- [EXERCISE OBJECTIVE]:
Pick out every line in the material below that has the word "black" in it, and copy each of those lines unchanged.
## Start MATERIAL TO PROCESS
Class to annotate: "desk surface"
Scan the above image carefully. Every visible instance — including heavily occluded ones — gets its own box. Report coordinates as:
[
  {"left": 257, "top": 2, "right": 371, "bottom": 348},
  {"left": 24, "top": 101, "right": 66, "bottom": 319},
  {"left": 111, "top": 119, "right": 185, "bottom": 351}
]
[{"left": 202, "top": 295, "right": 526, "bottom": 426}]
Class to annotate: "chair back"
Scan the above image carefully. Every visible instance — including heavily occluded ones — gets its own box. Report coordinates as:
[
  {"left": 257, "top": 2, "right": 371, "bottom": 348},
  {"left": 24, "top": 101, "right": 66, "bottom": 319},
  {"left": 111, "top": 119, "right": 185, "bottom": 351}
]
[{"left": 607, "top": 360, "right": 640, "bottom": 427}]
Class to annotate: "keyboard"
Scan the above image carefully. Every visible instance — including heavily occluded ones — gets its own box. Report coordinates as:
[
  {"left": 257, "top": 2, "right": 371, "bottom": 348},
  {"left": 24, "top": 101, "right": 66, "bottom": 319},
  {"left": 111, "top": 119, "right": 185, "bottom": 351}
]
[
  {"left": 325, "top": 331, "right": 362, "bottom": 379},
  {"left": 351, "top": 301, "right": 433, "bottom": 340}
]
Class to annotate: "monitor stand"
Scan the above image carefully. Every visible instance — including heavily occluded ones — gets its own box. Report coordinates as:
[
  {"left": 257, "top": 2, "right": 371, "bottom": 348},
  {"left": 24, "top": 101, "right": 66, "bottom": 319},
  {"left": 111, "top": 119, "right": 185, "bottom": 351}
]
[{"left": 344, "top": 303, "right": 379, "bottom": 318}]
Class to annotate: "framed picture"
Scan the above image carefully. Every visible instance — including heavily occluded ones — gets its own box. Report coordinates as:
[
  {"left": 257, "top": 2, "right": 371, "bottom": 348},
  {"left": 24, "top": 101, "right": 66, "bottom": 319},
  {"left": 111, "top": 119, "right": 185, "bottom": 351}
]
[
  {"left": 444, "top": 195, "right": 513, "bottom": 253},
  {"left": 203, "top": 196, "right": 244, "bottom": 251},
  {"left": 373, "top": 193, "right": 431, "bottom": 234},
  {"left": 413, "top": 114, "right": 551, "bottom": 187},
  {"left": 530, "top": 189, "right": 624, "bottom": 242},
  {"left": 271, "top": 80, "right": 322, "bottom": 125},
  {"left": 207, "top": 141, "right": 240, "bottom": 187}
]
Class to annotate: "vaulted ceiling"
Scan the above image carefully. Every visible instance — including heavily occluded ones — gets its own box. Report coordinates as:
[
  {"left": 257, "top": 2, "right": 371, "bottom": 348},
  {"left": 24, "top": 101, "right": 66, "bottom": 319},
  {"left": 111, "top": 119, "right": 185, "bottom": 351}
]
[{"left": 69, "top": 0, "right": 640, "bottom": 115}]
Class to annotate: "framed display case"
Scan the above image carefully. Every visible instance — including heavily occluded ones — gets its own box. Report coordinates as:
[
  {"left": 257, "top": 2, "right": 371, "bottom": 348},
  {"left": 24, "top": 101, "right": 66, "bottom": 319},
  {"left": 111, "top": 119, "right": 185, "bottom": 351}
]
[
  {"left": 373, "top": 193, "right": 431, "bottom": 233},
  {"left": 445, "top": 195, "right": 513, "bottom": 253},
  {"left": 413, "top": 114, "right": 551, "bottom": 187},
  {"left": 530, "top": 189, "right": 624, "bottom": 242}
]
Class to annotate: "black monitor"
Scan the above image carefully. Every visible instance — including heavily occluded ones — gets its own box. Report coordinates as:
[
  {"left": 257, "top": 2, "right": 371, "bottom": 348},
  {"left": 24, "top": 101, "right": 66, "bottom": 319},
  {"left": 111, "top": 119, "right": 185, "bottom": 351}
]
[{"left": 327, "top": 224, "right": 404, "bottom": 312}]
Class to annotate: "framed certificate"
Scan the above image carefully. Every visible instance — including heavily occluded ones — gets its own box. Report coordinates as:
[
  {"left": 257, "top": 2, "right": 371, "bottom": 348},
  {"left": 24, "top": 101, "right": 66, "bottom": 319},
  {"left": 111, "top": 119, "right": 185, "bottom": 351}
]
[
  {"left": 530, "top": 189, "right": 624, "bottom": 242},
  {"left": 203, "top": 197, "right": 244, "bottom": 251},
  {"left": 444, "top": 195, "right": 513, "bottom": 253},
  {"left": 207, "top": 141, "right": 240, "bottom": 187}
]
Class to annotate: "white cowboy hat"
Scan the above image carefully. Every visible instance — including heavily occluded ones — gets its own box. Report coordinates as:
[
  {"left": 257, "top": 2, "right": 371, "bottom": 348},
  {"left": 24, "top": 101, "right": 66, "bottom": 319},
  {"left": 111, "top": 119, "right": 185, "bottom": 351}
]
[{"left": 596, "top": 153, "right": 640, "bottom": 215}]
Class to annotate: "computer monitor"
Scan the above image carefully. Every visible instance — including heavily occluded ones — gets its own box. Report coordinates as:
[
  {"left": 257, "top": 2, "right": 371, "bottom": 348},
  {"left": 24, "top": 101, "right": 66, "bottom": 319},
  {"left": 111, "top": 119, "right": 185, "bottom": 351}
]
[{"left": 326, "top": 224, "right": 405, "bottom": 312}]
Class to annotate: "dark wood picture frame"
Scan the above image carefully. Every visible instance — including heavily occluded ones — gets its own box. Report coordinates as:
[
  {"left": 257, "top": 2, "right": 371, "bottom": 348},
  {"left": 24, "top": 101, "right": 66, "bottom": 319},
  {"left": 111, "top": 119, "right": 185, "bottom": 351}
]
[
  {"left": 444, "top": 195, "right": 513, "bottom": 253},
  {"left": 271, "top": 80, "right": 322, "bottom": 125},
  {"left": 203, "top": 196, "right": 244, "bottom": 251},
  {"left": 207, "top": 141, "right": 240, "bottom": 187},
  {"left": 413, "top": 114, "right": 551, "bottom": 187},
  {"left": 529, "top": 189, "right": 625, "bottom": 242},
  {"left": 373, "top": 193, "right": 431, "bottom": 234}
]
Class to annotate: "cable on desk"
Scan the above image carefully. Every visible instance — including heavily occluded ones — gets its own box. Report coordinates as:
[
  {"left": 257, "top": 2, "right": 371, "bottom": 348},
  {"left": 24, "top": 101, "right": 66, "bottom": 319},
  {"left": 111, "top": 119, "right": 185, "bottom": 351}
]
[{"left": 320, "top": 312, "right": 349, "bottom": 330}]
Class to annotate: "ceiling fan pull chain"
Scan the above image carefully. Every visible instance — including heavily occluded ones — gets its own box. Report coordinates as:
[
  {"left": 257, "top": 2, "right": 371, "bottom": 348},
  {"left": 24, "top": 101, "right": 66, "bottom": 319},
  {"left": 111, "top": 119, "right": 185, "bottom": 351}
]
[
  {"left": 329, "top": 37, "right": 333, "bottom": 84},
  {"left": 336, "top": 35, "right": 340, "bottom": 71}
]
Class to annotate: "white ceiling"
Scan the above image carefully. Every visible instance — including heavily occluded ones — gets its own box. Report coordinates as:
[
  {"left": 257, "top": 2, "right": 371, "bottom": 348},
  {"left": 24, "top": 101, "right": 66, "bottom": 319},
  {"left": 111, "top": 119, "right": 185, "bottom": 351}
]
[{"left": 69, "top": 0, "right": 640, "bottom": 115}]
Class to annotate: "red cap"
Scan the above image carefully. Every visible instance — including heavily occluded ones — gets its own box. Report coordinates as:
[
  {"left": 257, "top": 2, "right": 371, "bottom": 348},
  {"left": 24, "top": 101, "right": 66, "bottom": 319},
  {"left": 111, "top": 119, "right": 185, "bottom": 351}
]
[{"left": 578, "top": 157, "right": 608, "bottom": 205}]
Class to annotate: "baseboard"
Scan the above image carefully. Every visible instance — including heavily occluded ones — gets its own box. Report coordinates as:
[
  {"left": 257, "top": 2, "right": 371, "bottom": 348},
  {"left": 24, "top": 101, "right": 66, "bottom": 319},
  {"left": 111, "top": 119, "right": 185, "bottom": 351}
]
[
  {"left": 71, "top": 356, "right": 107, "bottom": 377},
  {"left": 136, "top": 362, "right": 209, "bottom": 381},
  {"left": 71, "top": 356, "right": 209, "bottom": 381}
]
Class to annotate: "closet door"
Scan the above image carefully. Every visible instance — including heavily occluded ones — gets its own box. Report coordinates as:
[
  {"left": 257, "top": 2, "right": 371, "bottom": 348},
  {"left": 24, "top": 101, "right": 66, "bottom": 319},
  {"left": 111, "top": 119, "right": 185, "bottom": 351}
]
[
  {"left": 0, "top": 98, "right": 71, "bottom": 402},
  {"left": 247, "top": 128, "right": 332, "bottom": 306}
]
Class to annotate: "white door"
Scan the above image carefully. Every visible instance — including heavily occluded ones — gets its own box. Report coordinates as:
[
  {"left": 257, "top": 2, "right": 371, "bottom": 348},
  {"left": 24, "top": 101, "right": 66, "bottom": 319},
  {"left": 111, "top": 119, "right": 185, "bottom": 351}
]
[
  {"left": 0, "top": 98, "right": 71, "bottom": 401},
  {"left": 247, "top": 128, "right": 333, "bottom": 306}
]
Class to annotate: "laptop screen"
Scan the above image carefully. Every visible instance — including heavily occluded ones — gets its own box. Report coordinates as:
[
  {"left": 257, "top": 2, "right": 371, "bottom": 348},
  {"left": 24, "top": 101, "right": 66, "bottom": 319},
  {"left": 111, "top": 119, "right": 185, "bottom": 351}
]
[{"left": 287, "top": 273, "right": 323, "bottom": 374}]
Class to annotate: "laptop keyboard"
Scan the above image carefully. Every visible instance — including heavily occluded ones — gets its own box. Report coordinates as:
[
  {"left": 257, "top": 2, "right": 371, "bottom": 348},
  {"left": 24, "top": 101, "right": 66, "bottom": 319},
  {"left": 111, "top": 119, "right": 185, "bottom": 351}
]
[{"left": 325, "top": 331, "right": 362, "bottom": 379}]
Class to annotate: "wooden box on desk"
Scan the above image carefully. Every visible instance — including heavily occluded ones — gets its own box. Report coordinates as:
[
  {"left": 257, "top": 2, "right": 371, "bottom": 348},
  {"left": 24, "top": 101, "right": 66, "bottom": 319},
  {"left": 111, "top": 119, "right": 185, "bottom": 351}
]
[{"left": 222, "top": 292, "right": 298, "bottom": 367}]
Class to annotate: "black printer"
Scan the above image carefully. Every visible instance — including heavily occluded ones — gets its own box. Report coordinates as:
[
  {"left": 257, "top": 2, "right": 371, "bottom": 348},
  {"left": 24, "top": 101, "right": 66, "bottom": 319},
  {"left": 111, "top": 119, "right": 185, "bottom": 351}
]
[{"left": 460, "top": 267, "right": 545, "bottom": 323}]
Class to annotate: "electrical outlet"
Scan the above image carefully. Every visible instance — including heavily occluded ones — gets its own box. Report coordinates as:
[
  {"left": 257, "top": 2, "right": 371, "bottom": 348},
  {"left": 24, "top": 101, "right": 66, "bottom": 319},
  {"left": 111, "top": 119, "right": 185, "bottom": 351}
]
## End MATERIAL TO PROCESS
- [RESULT OF THIS TASK]:
Class to annotate: "black monitor"
Class to annotate: "black printer"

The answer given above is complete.